Review Article

Review Article: Therapeutic Targets for the Pharmacologic Management of Coeliac Disease

The Future Beyond a Gluten-free Diet

Michael Klonarakis; Christopher N. Andrews; Maitreyi Raman; Remo Panaccione; Christopher Ma


Aliment Pharmacol Ther. 2022;55(10):1277-1296. 

In This Article

Abstract and Introduction


Background: Coeliac disease (CeD) is an immune-mediated small bowel enteropathy resulting from dietary gluten exposure. Presently, the only effective treatment is adoption of a gluten-free diet (GFD), although strict adherence is challenging to maintain, and inadvertent gluten exposures are inevitable for most patients. Hence, there is substantial interest in drug development in CeD and multiple novel therapies are under investigation.

Aims: To review existing and upcoming clinical trial programmes for pharmacologic agents for CeD.

Methods: A narrative review was performed, informed by a search of MEDLINE, Embase, the Cochrane CENTRAL Library and

Results: We summarise the pathophysiology of CeD and the specific steps that are potentially amenable to pharmacologic treatment. We evaluate the evidence supporting existing and future drug targets, including trials of peptidases, gluten sequestrants, tight junction regulators, anti-transglutaminase 2 therapies, immune tolerizing agents, advanced biologics and small molecules, and microbiome-targeted strategies. We highlight unique considerations for conducting CeD trials, including identifying appropriate study populations, assessing results in the context of a gluten challenge, and interpreting CeD-specific clinical and histologic outcomes. Understanding these factors is crucial for accurately appraising the evidence. Finally, we outline what the future of CeD therapy may hold with the introduction of pharmacotherapies.

Conclusions: There is a need for pharmacologic options for CeD, either used adjunctively with a GFD for accidental or intentional gluten exposures or for refractory disease. Multiple promising agents are in development, and these trials are likely to lead to approvals for the first generation of pharmacologic agents for CeD within the next 5 years.

=-=-=

▶ [Problem] Proceed with the review article on coeliac disease therapy, writing on from the end of its abstract.

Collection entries
=-=-=

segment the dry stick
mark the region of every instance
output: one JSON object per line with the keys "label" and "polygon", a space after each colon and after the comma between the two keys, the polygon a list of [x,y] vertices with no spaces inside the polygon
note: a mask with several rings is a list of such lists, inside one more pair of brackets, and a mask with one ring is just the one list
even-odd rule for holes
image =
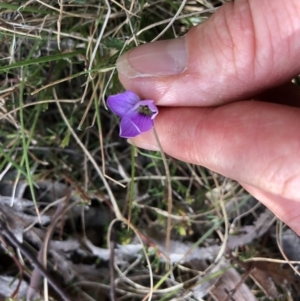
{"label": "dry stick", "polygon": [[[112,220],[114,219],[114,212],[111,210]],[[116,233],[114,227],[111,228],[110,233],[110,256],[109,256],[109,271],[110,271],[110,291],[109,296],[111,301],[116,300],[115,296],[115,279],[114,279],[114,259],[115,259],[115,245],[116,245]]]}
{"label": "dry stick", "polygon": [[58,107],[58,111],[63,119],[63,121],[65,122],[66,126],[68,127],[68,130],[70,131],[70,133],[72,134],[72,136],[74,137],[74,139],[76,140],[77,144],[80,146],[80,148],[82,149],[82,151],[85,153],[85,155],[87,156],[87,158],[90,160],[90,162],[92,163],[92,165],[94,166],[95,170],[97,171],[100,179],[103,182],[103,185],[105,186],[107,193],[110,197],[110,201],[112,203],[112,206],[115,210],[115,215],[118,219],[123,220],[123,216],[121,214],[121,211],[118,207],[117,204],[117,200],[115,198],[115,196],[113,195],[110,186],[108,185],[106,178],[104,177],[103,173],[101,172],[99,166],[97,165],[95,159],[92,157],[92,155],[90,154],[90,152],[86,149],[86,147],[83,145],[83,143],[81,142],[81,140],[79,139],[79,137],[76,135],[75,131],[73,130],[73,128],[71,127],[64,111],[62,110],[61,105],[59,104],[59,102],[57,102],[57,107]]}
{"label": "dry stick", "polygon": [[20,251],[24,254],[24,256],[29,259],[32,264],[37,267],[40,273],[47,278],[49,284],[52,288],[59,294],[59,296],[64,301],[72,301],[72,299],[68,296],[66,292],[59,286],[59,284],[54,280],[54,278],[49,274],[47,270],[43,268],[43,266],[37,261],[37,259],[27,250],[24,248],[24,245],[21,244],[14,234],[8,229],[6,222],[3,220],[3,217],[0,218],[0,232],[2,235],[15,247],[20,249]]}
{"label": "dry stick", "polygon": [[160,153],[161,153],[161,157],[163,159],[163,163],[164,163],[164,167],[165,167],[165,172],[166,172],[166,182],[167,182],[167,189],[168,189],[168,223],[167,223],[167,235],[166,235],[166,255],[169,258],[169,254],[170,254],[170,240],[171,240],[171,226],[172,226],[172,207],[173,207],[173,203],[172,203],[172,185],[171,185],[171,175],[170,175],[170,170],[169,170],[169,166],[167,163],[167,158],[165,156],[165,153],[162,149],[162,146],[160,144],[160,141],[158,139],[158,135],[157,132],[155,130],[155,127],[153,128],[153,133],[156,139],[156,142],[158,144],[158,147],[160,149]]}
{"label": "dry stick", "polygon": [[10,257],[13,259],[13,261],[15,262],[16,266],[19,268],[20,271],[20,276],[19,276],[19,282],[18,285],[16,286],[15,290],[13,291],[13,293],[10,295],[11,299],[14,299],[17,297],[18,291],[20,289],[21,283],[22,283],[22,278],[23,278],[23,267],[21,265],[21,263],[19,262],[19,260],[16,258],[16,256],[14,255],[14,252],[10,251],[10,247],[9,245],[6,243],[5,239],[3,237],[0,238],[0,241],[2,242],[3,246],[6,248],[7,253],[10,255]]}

=-=-=

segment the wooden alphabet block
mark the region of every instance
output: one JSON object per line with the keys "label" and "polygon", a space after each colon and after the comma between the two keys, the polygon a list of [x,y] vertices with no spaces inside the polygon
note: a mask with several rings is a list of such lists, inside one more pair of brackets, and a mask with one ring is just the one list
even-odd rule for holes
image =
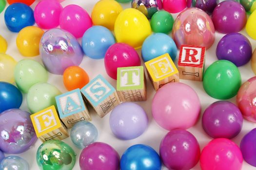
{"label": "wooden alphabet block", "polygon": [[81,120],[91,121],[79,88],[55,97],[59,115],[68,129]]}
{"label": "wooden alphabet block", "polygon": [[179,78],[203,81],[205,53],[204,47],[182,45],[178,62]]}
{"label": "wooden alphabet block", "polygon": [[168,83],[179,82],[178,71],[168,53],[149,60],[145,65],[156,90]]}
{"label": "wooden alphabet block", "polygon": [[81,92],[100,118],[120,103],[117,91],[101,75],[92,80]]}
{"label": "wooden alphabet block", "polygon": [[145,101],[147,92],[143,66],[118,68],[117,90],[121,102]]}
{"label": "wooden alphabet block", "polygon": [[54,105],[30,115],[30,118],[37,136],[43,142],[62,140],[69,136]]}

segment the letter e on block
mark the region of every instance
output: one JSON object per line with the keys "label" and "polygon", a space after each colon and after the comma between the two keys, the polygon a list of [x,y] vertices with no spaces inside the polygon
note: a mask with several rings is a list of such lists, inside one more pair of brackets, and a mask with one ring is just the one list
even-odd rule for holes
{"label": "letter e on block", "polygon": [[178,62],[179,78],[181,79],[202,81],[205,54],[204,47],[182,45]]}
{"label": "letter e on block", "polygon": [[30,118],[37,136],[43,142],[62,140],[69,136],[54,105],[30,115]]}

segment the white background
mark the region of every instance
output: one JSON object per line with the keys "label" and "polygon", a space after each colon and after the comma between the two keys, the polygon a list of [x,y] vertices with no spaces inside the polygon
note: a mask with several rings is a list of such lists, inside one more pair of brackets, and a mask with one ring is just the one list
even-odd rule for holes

=-=-=

▶ [Task response]
Coeliac disease (CeD) is an autoimmune small bowel enteropathy triggered by dietary gluten ingestion in a genetically susceptible host.[1] It is one of the most common, chronic, food-related conditions, affecting ~1% of the population, with rising global incidence and prevalence rates.[2,3] Symptoms typically include chronic diarrhoea, abdominal pain/bloating and weight loss, although silent presentations and extraintestinal manifestations are common.[4] The diagnosis of CeD involves detection of CeD-specific autoantibodies (anti-tissue transglutaminase [TG2]), anti-endomysial antibody [EMA] or anti-deamidated gliadin peptide). Histologic confirmation of small bowel enteropathy remains the gold standard.[5] Approximately 0.31%–0.38% of patients with CeD have refractory CeD (RCD), characterised by persistent malabsorption and villous atrophy despite strict gluten avoidance.[6–8] The true prevalence of RCD has been challenging to ascertain, although it is thought to be a rare condition, as many patients with symptomatically non-responsive CeD (often in the context of inadvertent persistent gluten exposure) or those with slow histologic healing may be misdiagnosed with RCD.[9] However, accurate diagnosis of RCD is important prognostically as patients with type II RCD are at higher risk for developing enteropathy associated lymphoma.[10,11] Compared to the general population, patients with CeD are at increased risk for cardiovascular-related, cancer-related and all-cause mortality.[12]

Currently, the only recommended treatment for CeD is strict adherence to a gluten-free diet (GFD). However, adherence rates vary significantly and are dependent on socioeconomic, disease-related and patient-related factors.[13,14] Inadvertent gluten exposure is inevitable for most patients because of occasional dietary transgressions and potential contamination. Given the near-ubiquity of gluten, strictly adhering to a GFD may result in both nutritional deficits (eg, inadequate fibre, iron, folate and zinc intake) and other nutritional imbalances including overconsumption of dietary fat and foods with high glycaemic index.[15,16] Maintaining a GFD can also exacerbate social isolation, anxiety and disordered eating habits.[17]

These limitations highlight the need for safe and effective pharmacologic therapies for the treatment of CeD. In this review, we summarise the pathogenesis of CeD and describe potential therapeutic targets and the associated therapies currently in development while highlighting the unique challenges of drug development in CeD. Finally, we postulate how medical treatments may change the future for patients with CeD and their role in management paradigms beyond 2021.